**Exercise requirements:** From the blog post on legalizing Afghan opium, extract the passage between "Noam has repeatedly" and "going on there.", inclusive.

**Source document:**
□ □ □ □

So why is legalizing opium not of the Afghan agenda?

They must have pretty strong reasons not to do it, no?

No. They do not have a strong counter case.

Their main case is this:

1 Some of it may leak onto the black market.
2 It would be difficult to set up.

I have seen even weaker arguments deployed:
  • Opium is haram
  • It would be an unwarranted interference in the Free Market.

A prize of a £30 donation from the owner of this blog to Practical Action will be sent to the person who produces the wittiest, pithiest (as judged by the owner of this blog) rebuttal of all or any of these arguments, or promotion of the cause of peace in Afghanistan through buying the opium and using it to relive terminal pain. All submissions to be in 146 characters or less. Judges' decision is final. NOTE: The winner does not get any money, just the warm satisfaction of knowing that it went to help some people to help themselves.

[Update 7 Nov 2009: Interesting review here

The total revenue generated by opiates within Afghanistan is about $3.4 billion per year. Of this figure, according to UNODC, the Taliban get only 4% of the sum. Farmers, meanwhile, get 21%.

And the remaining 75%? Al-Qaeda? No: The report specifies that it "does not appear to have a direct role in the Afghan opiates trade," although it may participate in "low-level drugs and/or arms smuggling" along the Pakistani border.

Instead, the remaining 75% is captured by government officials, the police, local and regional power brokers and traffickers — in short, many of the groups now supported (or tolerated) by the United States and NATO are important actors in the drug trade.
Update 2: Karzai's brother paid by CIA]

5 comments:

punkscience said...

You're forgetting that buying opium would be cast by wingnuts as giving in and rewarding the PEDDLERS OF DEATH!!!

Noam has repeatedly pointed out that there is no such thing as a war on drugs. There is just war.

http://www.chomsky.info/interviews/20020208.htm

http://www.chomsky.info/interviews/199804--.htm

http://www.chomsky.info/interviews/20090401.htm

I think it was in an episode of the Now Show when it was pointed out that the Afghan occupation was costing something ludicrous like $10 billion a month and the opium crop was worth a total of $50 million per annum from the farmers. There's clearly something else going on there.

Sorry I couldn't be wittier. Tired now.

DocRichard said...

Hi guys
Thanks for the links. I will study them innabit and see if anyone has won a prize...

DocRichard said...

Canada Guy, that was a good link, showing that the war stimulated the opium, and that when we leave, production is likely to fall.

□ □ □ □

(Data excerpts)
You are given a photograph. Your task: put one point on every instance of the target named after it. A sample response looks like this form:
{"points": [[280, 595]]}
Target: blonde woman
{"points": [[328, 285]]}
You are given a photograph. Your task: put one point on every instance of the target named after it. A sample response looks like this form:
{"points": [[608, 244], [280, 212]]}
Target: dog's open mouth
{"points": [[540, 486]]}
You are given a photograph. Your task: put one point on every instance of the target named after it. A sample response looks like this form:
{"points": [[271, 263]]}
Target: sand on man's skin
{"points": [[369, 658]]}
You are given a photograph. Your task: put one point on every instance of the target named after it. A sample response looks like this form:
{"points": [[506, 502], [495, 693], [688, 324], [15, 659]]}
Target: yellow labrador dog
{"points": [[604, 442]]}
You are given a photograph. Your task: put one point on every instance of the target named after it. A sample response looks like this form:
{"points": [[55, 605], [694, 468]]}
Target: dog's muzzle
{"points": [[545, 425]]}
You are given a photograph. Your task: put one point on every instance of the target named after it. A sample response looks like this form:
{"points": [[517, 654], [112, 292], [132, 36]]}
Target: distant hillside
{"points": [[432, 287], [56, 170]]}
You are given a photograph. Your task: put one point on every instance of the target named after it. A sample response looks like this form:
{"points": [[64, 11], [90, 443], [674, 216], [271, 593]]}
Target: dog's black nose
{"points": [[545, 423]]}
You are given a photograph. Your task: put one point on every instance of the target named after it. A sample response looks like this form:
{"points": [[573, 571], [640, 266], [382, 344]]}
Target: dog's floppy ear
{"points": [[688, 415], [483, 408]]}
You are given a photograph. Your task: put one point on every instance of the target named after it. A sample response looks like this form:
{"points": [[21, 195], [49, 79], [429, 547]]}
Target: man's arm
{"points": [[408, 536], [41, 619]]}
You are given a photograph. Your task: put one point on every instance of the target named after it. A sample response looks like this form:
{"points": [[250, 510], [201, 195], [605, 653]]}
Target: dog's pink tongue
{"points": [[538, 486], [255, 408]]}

□ □ □ □

**Task response:**
Noam has repeatedly pointed out that there is no such thing as a war on drugs. There is just war.

http://www.chomsky.info/interviews/20020208.htm

http://www.chomsky.info/interviews/199804--.htm

http://www.chomsky.info/interviews/20090401.htm

I think it was in an episode of the Now Show when it was pointed out that the Afghan occupation was costing something ludicrous like $10 billion a month and the opium crop was worth a total of $50 million per annum from the farmers. There's clearly something else going on there.